[Quoted passage]
The Game is a non-stop 24- to 48-hour treasure hunt, puzzlehunt or road rally that has run in the San Francisco Bay and Seattle areas. Its teams use vans rigged with power and Internet access and drive hundreds of miles from puzzle site to puzzle site, overcoming often outrageous physical and mental challenges along the way, usually with no sleep. Teams in games have been required to walk around the roof of the Space Needle, find a puzzle hidden in a live rat, and circulate a petition to ban dihydrogen monoxide from local ecosystems while dressed in superhero outfits.

Game founder Joe Belfiore has described the Game as "the ultimate test for Renaissance men and women."

History
The earliest roots of The Game can be found in games created in Los Angeles in 1973 by a graphic designer named Donald Luskin and longtime friend, Patrick Carlyle.  Teams competed all night long solving puzzles across L.A. for a $100 first prize. The game was a mostly underground affair, but eventually drew the attention of the Los Angeles Times. and later the Walt Disney Company, who produced a movie, Midnight Madness, based on Luskin's game.

In 1985 Joe Belfiore (at that time a student at Clearwater Central Catholic High School) and his friends, inspired by Midnight Madness, created a race like the one in the film. They played four more games before Joe moved to Stanford University to go to school. With Stanford classmates Eli Ben-Shoshan and Andrew Reisner, he created the Bay Area Race Fantastique (BARF) which occurred six times before changing its name to 'The Game'.  There are some interesting notes about the initial BARFs and number of teams that actually completed them due to the hyper-competitive aspect of the BARF format. The term "Gentleman's Game" was used to describe the Stanford Game shortly after Joe Belfiore graduated, meaning there was no prize for winning, only bragging rights.

[Study questions]
1 - Reproduce the passage on The Game from "The Game is" to "in superhero outfits.", swapping "vans" for "buses".
2 - Carry on the passage on The Game from its final sentence.
The entries are not used here.

[Data under study]

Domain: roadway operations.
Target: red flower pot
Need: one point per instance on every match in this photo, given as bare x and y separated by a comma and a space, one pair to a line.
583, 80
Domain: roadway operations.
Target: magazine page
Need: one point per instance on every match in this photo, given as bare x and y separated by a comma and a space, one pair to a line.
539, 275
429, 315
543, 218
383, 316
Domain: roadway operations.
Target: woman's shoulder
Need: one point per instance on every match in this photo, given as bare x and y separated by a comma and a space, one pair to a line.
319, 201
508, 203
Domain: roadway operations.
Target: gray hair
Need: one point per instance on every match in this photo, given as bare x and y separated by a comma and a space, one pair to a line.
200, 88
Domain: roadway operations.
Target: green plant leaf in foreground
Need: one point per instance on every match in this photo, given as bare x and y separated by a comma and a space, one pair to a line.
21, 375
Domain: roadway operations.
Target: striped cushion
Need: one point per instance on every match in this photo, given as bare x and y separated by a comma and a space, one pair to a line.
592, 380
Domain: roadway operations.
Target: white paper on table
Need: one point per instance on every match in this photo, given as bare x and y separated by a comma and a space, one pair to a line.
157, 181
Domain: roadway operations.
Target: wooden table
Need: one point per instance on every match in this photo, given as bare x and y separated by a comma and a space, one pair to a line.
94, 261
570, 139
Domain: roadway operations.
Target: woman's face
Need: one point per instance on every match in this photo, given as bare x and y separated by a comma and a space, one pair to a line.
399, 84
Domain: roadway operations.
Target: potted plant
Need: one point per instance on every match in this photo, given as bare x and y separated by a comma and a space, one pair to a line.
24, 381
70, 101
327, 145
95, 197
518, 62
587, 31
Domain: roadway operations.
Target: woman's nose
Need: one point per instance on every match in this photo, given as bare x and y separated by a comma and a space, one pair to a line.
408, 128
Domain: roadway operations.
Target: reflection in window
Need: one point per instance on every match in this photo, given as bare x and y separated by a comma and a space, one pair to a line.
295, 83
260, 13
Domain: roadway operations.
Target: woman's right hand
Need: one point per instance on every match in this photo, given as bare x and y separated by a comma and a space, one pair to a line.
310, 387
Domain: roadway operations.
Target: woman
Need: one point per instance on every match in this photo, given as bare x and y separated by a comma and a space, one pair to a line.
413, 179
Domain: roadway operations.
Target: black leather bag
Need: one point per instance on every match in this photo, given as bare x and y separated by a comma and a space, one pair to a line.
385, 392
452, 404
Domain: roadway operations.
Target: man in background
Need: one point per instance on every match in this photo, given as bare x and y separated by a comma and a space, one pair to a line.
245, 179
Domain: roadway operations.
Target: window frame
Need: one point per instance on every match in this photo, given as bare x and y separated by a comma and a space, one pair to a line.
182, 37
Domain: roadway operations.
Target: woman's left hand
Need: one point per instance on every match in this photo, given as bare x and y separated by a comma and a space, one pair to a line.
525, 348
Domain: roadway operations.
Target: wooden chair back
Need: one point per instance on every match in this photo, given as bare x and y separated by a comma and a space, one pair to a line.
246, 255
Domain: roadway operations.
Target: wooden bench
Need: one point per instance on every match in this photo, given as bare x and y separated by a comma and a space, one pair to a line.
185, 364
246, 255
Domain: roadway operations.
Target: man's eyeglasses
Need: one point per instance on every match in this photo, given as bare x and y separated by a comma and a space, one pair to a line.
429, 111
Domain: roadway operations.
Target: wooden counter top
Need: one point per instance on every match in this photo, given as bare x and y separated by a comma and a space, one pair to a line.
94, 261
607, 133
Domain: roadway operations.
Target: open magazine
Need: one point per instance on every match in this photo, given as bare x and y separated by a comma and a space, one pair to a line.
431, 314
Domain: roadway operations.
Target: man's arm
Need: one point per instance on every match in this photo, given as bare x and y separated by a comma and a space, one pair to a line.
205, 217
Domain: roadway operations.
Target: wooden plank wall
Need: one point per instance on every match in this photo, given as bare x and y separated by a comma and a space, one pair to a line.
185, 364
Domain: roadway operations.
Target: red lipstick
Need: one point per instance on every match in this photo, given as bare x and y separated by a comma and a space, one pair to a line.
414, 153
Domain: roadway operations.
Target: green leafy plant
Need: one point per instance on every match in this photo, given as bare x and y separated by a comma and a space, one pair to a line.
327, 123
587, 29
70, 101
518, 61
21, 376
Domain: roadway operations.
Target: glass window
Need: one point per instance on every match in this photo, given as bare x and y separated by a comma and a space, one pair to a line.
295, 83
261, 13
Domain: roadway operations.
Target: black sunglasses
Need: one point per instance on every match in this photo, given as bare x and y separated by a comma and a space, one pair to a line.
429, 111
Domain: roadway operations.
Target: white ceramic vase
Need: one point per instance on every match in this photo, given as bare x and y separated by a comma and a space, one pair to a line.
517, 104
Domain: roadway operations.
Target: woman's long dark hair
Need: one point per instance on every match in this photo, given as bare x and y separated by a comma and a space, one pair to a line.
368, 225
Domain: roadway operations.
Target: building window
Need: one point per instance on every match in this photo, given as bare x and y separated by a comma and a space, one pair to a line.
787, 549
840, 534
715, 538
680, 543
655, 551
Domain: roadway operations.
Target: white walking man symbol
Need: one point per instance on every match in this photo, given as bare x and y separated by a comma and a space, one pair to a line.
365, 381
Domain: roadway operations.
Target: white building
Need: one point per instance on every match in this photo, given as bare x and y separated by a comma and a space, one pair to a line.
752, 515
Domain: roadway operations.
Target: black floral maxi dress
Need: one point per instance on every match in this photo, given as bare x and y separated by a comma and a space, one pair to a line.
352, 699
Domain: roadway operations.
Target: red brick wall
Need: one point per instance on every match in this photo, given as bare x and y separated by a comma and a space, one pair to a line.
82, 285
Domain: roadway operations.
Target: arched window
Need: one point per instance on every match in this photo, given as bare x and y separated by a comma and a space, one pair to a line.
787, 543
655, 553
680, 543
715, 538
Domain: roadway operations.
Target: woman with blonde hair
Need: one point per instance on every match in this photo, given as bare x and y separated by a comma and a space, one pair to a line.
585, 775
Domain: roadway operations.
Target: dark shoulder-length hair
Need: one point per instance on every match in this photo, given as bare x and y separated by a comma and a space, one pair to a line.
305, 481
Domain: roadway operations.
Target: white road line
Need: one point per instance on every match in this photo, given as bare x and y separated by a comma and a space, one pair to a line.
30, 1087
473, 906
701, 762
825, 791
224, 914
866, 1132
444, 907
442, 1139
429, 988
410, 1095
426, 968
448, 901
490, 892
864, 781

[Replies]
1 -
The Game is a non-stop 24- to 48-hour treasure hunt, puzzlehunt or road rally that has run in the San Francisco Bay and Seattle areas. Its teams use buses rigged with power and Internet access and drive hundreds of miles from puzzle site to puzzle site, overcoming often outrageous physical and mental challenges along the way, usually with no sleep. Teams in games have been required to walk around the roof of the Space Needle, find a puzzle hidden in a live rat, and circulate a petition to ban dihydrogen monoxide from local ecosystems while dressed in superhero outfits.

2 -
Two more events were held in the Bay Area before Joe Belfiore moved to Seattle to work for Microsoft, taking the official "The Game" with him (although the San Francisco Bay Area people still consider their games to also be "The Game").  Structurally, the two Games are identical, but the Seattle Games tend to be more competitive and require more technological gear.  The post-Stanford Games were organized in Seattle, Napa/Sonoma, New York, Los Angeles and Las Vegas throughout 1995–2002.

Currently, versions of The Game (both full-blown and abbreviated foot-transportation-only) are organized regularly by Stanford dorm staff members as a bonding activity for their residents.  Similarly, Microsoft continues running the "Intern Game" for summer interns, organized by Stanford Alums employed at Microsoft.

Structure
The general structure of The Game is a series of puzzle challenges, often called "Clues".  Each challenge solves to the location where the next challenge can be found.  During the course of The Game, a team will often travel all around a metropolitan area.

Usually there is an overall theme to the clues, or even a story that ties all the clues together.

Game communities
The next Game each year would typically be run by whatever team felt the ability, chutzpah and desire to do so. In the early days of BARF and in the subsequent Seattle Games, the first-right-of-refusal fell to the team who won the previous Game.   Future Game Controls (GCs) in the Bay Area tended to rely on the expertise of previous GCs and the so-called legitimacy of owning the "Captain's List".   In the Bay Area there is no "Central System" or "Central Ownership" per se, but rather an autonomous collective of Gamers (a group of teams that communicate with one another) and a group-moderated site.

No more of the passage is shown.